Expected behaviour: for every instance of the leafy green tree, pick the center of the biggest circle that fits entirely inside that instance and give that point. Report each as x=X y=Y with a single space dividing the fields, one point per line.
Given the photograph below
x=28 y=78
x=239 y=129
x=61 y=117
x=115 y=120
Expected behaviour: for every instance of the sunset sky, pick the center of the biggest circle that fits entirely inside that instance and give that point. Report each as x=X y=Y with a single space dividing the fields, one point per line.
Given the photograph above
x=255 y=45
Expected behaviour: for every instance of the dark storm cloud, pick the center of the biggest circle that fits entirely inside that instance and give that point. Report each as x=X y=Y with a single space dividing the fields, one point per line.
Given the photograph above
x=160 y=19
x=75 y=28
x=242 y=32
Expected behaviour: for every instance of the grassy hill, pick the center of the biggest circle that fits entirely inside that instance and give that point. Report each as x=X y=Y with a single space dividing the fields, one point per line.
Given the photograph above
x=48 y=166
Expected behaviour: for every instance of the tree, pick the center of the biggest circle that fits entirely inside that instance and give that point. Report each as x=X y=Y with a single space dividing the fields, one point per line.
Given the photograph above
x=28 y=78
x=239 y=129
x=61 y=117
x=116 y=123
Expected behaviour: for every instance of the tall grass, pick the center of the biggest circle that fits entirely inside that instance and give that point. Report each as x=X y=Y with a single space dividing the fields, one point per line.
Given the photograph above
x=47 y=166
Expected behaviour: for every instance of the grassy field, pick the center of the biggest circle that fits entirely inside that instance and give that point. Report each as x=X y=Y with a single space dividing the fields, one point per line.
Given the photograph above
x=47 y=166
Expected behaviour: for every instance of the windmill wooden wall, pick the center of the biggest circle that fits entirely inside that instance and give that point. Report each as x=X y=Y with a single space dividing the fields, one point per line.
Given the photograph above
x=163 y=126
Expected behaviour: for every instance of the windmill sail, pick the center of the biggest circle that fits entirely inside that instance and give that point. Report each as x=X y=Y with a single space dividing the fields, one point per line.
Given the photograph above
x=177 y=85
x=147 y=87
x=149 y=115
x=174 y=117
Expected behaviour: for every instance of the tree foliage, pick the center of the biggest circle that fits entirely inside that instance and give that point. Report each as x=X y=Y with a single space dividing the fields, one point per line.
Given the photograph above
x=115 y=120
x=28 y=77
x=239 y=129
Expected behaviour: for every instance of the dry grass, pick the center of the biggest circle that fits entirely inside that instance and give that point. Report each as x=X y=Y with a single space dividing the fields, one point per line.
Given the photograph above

● ● ● ● ● ● ●

### Problem description
An exact copy of all the records above is needed.

### Expected answer
Expected behaviour: for every instance of the leafy green tree, pick the center of the biggest circle that fits entirely inside that instance and give that point. Report each as x=X y=Y with a single space dividing the fields, one point per line.
Given the photograph below
x=28 y=78
x=239 y=129
x=61 y=117
x=115 y=120
Expected behaviour: for every instance of the sunset sky, pick the center of the biggest circle that fits entirely inside that instance and give that point. Report each as x=X y=Y with a single space dividing the fields, one point per line.
Given the photograph above
x=255 y=45
Expected behaviour: for every instance of the dark storm cloud, pick the center of the biggest circle that fits entirely inside that instance and give that point. Report each as x=X y=Y with a single space dividing the fields, one point per line.
Given the photograph above
x=160 y=19
x=75 y=28
x=242 y=32
Expected behaviour: for every instance of the grassy hill, pick the center of the biggest circle that fits entirely inside that instance and give that point. Report each as x=X y=Y with a single space dividing the fields, one point per line.
Given the photograph above
x=48 y=166
Expected behaviour: for every instance of the tree, pick the center of the biggest circle that fits entirely inside that instance and give that point. Report each as x=X y=Y with a single space dividing the fields, one point per line.
Given the photograph above
x=28 y=78
x=239 y=129
x=61 y=117
x=116 y=123
Expected behaviour: for every instance of the tall grass, pick the center of the biggest circle that fits entirely inside that instance and give that point. Report each as x=X y=Y with a single space dividing the fields, one point per line.
Given the photograph above
x=47 y=166
Expected behaviour: for every instance of the grassy field, pick the center of the biggest circle that fits entirely inside that instance and give that point. Report each as x=X y=Y with a single space dividing the fields, one point per line.
Given the photograph above
x=47 y=166
Expected behaviour: for every instance of the windmill wooden wall, pick the center of the biggest circle that fits entirely inside that instance and give that point. Report each as x=X y=Y with a single space dividing the fields, one point per line.
Given the photograph above
x=163 y=126
Expected behaviour: for every instance of the windmill sail, pick the center of the biggest circle that fits entirely inside that instance and give that point. Report each as x=X y=Y with a single space dividing the fields, one point per line.
Given the photograph above
x=177 y=85
x=147 y=87
x=149 y=115
x=174 y=117
Expected behaviour: for every instance of the tree foliage, pick the center of the biggest circle that fits entirely inside that instance and give that point. Report each as x=X y=Y with a single space dividing the fields, one point per line.
Given the photograph above
x=115 y=120
x=28 y=77
x=239 y=129
Expected behaviour: for every instance of the dry grass, pick the center of the biggest circle that fits entirely inside that instance and give that point. Report each as x=X y=Y with a single space dividing the fields, one point per line.
Given the photograph above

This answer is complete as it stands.